■ Document segment ■
____

At first we employ feature decorrelation filtering [40] and obtain D6N200-LDCF, then we remove feature estimation during the feature calculating process as suggested in [42] and get D6N200-rmEst. Furthermore, we utilize some prior knowledge from the real world by removing candidate windows from the upper 1/3 of the image, which obviously reduces the calculation and avoids some false positive detections in the non-pedestrian regions (D6N200-rmUp). With all the above modifications, we obtain our optimal trained detector named IACF (improved ACF), which is comparable with the state-of-the-art channel feature based method LDCF++ [42], see Figure 8a.

Now we apply our proposed feature selection methods to IACF and compare it with the state-of-the-art channel feature based methods. In the final training stage, the model is trained only with the most frequently selected 50% features of the model-2.5 (see Algorithm 1), and we get IACF-TopF. Then in order to improve the occlusion handling ability, we further introduce our proposed feature selection criterion into the model and get IACF-TopF-Occ.

In the commonly used Reasonable case (Figure 8a), our IACF-TopF shows an obvious improvement from 15.68% to 14.42% (log-average Miss Rate on False Positive Per Image (FPPI) over [10⁻², 10⁰]) after we apply our proposed feature selection method, and this is also the best result compared with some state-of-the-art channel feature based method. Although there is a slight performance decline of our IACF-TopF-Occ model, it is still comparable with the state-of-the-art detectors. In addition, our IACF-TopF-Occ achieves a better occlusion handling performance.

____

■ Prompt 1 ■
In the pedestrian detection excerpt, what log-average miss rate does IACF-TopF reach in the Reasonable case?
■ Prompt 2 ■
Write the next few sentences of the pedestrian detection excerpt, picking up after its final sentence.

■ Entries supplied ■
____

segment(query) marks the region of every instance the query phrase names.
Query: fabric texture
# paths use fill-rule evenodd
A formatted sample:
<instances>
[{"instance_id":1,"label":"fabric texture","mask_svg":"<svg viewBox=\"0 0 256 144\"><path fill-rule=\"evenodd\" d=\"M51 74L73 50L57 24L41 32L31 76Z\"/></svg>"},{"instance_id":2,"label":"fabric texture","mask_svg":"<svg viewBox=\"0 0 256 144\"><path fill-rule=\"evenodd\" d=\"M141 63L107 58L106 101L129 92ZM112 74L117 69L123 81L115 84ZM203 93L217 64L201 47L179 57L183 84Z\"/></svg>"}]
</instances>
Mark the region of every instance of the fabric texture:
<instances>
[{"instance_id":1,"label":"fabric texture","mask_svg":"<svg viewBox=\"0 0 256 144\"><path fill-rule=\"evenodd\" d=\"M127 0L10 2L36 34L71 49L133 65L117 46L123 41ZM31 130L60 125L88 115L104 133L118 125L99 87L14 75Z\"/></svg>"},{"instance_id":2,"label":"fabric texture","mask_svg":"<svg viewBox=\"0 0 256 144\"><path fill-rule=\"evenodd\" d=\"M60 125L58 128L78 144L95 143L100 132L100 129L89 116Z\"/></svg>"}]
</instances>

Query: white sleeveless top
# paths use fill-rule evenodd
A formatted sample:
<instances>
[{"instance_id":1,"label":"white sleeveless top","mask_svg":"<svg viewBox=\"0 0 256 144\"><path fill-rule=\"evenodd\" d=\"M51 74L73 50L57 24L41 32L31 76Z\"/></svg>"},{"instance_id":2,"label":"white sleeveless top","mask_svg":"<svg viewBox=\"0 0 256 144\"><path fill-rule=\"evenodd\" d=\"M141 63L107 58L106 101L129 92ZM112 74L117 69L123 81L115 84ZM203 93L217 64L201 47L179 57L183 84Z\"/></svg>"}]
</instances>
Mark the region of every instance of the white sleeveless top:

____

■ Reply 1 ■
14.42%, down from 15.68%.

■ Reply 2 ■
In the partial occlusion case (Figure 8b), our IACF-TopF-Occ model obtains the best result of 30.62%. More impressive results appear in the heavy occlusion case (Figure 8c), which achieves a significant improvement (from 75.74% to 66.49%) over the state-of-the-art channel feature based model LDCF++, while the efficiency remains the same (only the selected features and thresholds are changed during detection).

5.2. Experiments Using CNN Features

Recently, methods based on CNN features [10,13,43,44,45,46] have achieved the state-of-the-art performance in pedestrian detection. So we also apply our feature selection method on CNN features to obtain a further improvement.

We adopt the RPN+BF [10] framework, which includes an Region Proposal Network (RPN) [47] to generate candidate bounding boxes and a Boosted Forest (BF) classifier. The RPN is built on the top of the Conv5_3 layer of the VGG-16 net [48], and an ROI pooling [49] is adopted to extract features of fixed length (7 × 7) from the candidate regions. The BF classifier is trained in six bootstrapping stages with 64, 128, 256, 512, 1024 and 2048 decision trees respectively. In RPN+BF, a combination of features from Conv3_3 and Conv4_3 is used in training, which makes a feature size of (256 + 512) × 7 × 7 = 37,632. We employ our proposed feature selection method by calculating the selection frequency of the features in stage 4 (1024 trees), then in the last stage (2048 trees), the final model is trained only with the top ranked 20% features (6527 features).

We use TopF to mark the detector trained with our proposed method and compare it with the state-of-the-art CNN feature based methods in Figure 9. Note that we achieve an average miss rate of 10.32% with our implementation of RPN+BF [10], which is not as good as the published results (9.58%), but with our proposed method, the TopF reaches a comparable performance of 9.79%. We further enhance the detector by training combined features of hand-crafted channel features and learned CNN features, and then we also apply our feature selection method with the mixed features and get the TopF-mix, which has a candidate feature size of (37,632 + 64 × 32 × 10) × 20% = 11,623. Figure 9 shows that our TopF-mix model achieves a further improvement from 9.79% to 9.02%.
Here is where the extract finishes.